*Quoted passage:*
►

KPU Nurses: Helping patients around the world

Fri, May 24, 2019

Despite a typhoon, school closures and much more, Kwantlen Polytechnic University’s student nurses helped test over 7000 children in the Philippines for anemia and hearing over a period of two weeks.


Shauna Remin was one of seven Bachelor of Science in Nursing (BSN) students from KPU who travelled with a group of UBC dental graduates and affiliates to the remote island of Siquijor, Philippines. She had never taken an international trip before so this was a first for her.


“If you asked me in the beginning I would say no, that’s not for me,” she recounts.

Kwantlen Polytechnic University’s student nurses helped test over 7000 children in the Philippines for anemia and hearing over a period of two weeks.


For the past eight years, nursing students have travelled overseas to help with various projects. The project started when BSN faculty member, Dr. Dianne Symonds, connected the KPU students with students from the UBC Dental Outreach Project and a Rotary Club in the Philippines. Every year, the club identifies the needs of the community that are then fulfilled to a certain degree by the students and instructors from KPU.

◄

*Dataset extract:*
►

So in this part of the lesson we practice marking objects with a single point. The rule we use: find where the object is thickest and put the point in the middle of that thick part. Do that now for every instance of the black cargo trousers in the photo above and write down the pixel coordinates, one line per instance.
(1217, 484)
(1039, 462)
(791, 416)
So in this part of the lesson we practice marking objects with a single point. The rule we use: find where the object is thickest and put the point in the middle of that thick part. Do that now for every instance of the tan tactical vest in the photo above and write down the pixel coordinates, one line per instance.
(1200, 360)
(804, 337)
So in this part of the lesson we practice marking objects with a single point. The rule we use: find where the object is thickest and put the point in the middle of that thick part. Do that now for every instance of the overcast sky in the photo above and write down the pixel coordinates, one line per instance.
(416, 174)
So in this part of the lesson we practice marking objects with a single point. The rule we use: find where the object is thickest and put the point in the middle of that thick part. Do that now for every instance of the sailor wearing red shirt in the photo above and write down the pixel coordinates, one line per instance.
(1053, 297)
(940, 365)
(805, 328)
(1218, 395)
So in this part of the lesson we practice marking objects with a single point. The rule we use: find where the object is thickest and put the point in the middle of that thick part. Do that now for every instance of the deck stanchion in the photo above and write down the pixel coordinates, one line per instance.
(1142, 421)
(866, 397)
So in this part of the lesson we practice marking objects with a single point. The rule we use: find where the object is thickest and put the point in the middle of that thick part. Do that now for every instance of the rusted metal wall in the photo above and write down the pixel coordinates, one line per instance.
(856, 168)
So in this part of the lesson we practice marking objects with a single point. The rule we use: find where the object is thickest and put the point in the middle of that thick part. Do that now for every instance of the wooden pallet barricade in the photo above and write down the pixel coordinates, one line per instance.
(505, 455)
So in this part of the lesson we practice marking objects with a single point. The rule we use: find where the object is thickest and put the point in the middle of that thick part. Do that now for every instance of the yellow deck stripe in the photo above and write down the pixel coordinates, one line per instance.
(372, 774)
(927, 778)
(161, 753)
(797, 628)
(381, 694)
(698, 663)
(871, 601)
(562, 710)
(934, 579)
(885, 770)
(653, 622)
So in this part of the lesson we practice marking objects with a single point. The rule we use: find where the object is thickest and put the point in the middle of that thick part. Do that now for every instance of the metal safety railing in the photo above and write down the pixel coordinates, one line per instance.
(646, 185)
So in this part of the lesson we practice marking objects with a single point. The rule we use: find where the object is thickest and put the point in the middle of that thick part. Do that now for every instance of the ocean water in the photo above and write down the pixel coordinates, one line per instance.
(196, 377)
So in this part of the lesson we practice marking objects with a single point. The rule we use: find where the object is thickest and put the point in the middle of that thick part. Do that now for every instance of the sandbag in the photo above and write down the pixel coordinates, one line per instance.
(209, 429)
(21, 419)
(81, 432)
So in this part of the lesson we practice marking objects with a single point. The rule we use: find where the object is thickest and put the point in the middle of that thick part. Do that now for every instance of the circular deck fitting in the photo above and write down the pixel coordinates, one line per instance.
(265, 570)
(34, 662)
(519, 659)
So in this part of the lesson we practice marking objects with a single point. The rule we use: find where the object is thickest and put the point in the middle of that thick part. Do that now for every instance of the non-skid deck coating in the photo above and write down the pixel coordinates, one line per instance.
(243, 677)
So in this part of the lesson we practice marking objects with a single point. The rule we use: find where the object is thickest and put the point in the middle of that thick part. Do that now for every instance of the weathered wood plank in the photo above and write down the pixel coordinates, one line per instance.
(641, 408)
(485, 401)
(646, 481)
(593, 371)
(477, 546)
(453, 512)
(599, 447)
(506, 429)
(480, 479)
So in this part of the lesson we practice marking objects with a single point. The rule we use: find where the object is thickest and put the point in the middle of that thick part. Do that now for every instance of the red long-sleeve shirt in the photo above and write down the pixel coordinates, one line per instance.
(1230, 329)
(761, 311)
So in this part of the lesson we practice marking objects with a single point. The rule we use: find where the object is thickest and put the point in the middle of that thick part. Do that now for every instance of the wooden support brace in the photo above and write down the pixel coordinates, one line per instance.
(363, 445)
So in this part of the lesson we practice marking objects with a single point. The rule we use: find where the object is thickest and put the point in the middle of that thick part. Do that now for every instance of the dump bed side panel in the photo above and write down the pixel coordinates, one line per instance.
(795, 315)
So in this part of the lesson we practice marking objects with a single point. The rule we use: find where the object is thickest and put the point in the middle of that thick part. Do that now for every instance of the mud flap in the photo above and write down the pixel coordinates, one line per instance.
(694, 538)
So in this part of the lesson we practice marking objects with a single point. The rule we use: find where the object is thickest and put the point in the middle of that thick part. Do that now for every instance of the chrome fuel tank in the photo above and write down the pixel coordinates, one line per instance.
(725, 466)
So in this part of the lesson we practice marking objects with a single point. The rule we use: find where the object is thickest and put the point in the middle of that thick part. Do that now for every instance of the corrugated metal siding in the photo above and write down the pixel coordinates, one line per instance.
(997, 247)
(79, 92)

◄

*Task requirements:* In the piece above on KPU's student nurses, how many Bachelor of Science in Nursing students from KPU traveled to Siquijor?

*Task response:* Seven.